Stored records

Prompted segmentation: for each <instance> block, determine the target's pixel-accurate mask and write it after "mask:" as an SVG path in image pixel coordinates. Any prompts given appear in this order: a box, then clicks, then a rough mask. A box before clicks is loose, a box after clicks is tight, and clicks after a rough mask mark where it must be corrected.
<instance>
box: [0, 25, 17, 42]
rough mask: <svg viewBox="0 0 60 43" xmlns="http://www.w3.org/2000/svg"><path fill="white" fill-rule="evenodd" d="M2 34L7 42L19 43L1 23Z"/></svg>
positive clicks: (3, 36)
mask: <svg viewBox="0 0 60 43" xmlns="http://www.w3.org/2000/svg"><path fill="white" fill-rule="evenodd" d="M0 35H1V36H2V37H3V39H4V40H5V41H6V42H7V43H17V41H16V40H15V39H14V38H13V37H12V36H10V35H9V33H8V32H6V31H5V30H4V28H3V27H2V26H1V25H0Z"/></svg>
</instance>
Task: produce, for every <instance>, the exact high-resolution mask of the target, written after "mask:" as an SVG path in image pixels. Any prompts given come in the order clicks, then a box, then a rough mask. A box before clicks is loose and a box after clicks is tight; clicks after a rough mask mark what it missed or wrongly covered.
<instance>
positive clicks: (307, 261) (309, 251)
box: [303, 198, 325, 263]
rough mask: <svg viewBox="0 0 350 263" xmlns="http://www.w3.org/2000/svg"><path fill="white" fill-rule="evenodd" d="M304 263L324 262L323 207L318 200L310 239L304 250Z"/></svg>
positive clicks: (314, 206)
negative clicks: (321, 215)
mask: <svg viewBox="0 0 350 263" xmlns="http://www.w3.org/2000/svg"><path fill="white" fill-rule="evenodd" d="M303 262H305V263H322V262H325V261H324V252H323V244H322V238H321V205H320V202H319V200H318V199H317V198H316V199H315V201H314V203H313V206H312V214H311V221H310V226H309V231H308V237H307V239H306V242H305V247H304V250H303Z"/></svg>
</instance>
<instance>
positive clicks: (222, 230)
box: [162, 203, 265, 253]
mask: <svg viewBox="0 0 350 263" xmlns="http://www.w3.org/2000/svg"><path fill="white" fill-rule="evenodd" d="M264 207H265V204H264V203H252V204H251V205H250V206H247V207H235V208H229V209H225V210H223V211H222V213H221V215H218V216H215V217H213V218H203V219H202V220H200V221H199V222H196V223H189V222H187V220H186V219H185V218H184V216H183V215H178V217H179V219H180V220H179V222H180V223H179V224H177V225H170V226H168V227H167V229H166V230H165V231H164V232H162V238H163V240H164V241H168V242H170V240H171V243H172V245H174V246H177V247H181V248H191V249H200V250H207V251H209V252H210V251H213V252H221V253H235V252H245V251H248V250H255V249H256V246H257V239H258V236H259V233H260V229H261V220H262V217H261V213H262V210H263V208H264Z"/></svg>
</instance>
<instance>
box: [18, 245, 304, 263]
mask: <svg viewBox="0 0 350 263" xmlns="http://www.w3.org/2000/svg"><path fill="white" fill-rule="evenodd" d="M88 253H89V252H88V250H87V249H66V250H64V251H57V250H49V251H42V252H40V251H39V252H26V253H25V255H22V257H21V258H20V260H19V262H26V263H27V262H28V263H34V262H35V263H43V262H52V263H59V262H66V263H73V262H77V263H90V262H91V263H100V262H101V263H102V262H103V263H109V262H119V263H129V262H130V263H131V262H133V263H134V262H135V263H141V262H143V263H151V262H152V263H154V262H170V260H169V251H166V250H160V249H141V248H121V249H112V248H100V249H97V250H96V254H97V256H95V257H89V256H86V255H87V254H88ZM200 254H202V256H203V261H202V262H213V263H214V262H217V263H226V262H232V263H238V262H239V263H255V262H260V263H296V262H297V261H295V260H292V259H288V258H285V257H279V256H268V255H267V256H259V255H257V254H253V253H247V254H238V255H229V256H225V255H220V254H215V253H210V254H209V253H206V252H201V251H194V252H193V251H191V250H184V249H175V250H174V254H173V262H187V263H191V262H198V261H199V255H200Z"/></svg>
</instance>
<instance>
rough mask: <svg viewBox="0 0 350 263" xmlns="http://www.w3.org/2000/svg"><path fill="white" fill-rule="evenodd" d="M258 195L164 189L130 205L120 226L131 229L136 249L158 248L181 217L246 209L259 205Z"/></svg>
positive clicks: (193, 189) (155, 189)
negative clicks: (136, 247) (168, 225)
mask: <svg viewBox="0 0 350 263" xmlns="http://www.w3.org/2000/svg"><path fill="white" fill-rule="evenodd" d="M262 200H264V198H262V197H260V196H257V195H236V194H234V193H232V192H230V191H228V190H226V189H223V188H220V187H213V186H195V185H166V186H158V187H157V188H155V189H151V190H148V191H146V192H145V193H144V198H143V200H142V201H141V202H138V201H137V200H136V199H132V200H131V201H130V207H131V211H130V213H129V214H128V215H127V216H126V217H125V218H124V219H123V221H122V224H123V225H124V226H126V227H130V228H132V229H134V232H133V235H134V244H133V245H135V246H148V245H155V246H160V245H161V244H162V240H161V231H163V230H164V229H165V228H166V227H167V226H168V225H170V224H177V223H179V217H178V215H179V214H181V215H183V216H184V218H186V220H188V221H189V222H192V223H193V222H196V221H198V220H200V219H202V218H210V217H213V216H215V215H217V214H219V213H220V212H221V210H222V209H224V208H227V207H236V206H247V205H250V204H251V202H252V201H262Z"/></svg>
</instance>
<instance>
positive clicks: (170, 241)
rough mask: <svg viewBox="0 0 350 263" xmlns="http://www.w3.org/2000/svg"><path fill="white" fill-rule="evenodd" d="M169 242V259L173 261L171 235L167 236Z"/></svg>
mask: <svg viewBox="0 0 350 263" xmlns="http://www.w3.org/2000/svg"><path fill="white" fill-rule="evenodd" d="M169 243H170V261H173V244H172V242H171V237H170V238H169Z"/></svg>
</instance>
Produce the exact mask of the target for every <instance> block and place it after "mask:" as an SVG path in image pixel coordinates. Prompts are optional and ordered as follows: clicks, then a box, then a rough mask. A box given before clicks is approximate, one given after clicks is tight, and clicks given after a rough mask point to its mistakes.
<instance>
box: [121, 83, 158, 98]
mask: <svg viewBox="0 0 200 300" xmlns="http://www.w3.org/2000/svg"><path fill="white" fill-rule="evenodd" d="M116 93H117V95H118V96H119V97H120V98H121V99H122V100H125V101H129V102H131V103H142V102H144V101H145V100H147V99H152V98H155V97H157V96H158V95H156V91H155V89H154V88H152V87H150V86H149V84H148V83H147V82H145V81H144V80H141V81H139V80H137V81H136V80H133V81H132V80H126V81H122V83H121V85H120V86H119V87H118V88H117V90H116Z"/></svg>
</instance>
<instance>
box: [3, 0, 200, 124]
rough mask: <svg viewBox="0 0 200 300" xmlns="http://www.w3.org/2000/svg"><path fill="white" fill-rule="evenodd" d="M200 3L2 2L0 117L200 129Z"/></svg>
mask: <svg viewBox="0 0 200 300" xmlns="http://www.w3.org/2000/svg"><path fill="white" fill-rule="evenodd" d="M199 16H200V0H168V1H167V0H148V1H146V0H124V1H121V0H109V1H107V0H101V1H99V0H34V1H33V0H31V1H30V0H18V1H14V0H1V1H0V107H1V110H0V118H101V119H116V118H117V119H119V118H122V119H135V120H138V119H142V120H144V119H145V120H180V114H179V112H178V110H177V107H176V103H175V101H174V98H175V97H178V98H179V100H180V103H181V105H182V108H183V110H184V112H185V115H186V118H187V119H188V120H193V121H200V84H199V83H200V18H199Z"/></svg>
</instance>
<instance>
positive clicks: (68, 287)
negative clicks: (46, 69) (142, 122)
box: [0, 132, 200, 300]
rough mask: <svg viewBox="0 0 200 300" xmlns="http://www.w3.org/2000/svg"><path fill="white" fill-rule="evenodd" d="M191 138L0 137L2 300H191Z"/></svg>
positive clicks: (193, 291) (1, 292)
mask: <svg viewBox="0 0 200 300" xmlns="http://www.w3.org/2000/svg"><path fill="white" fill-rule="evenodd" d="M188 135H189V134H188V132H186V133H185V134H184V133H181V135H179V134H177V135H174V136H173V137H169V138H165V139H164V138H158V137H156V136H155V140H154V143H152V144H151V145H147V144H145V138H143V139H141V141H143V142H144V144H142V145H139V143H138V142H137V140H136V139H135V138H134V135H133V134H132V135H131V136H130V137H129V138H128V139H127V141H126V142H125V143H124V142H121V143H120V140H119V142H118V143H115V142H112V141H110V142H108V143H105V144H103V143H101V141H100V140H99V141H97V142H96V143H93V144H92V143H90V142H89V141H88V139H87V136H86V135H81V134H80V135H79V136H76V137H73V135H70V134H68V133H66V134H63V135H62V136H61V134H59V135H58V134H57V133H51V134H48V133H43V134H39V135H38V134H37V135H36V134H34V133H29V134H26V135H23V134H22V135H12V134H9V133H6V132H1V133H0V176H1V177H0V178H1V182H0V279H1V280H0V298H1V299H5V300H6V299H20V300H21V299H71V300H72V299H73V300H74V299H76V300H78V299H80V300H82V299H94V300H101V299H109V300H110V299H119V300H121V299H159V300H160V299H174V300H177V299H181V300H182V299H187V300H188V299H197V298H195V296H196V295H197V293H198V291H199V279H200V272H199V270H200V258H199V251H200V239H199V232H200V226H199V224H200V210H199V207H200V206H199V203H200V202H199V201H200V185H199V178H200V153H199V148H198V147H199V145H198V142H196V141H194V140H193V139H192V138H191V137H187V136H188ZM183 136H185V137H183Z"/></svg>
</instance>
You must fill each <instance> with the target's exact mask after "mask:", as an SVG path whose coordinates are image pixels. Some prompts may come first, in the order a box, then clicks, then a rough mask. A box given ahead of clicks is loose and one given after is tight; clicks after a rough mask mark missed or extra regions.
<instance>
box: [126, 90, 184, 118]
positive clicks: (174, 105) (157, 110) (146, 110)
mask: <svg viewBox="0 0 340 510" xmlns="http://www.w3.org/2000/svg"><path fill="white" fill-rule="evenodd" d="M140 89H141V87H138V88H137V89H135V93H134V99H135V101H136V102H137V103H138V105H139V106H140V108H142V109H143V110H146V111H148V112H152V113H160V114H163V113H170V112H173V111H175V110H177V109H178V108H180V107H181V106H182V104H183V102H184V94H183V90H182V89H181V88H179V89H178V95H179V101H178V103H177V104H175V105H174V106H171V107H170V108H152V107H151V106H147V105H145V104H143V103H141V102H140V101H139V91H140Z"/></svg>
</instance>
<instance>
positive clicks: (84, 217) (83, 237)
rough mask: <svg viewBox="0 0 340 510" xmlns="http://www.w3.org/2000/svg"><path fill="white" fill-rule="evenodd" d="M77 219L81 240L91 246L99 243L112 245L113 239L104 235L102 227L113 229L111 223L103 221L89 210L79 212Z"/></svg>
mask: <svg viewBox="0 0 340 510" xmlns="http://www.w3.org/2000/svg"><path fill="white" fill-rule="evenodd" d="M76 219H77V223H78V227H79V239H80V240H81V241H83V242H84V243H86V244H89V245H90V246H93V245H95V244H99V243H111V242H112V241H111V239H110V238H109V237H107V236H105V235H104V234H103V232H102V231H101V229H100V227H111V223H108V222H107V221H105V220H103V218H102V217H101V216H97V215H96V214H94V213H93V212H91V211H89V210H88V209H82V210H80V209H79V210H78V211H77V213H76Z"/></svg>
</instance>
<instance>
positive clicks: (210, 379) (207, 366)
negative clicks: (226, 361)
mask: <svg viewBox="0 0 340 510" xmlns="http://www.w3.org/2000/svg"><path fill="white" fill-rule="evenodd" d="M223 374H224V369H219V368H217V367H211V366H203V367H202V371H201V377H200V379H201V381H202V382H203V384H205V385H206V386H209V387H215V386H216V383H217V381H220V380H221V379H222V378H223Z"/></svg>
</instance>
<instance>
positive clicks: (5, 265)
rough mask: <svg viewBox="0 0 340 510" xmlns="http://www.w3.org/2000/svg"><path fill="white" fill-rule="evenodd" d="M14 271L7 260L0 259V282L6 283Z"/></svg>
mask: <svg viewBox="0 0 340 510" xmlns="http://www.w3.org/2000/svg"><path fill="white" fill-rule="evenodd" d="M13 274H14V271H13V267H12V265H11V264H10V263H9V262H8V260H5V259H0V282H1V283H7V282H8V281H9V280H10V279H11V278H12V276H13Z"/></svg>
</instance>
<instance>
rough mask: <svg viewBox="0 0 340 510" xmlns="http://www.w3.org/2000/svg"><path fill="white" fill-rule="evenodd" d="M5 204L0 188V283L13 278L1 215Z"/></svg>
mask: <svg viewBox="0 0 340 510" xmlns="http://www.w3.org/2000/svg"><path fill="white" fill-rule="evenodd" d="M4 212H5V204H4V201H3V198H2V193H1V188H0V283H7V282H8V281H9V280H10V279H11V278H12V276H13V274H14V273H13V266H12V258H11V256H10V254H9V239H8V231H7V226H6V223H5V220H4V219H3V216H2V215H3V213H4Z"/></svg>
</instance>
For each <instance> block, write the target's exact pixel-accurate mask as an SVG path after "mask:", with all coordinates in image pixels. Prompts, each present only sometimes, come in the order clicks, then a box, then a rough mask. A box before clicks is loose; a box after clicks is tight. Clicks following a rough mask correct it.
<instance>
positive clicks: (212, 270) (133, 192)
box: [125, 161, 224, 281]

Your assignment —
Among the entries above, locate the lines containing "box: [303, 198, 325, 263]" and "positive clicks: (314, 206)", and transcribe exactly those two lines and all lines between.

Solution to the problem —
box: [303, 198, 325, 263]
rough mask: <svg viewBox="0 0 350 263" xmlns="http://www.w3.org/2000/svg"><path fill="white" fill-rule="evenodd" d="M304 263L324 262L323 207L318 200L310 239L304 250Z"/></svg>
positive clicks: (314, 206)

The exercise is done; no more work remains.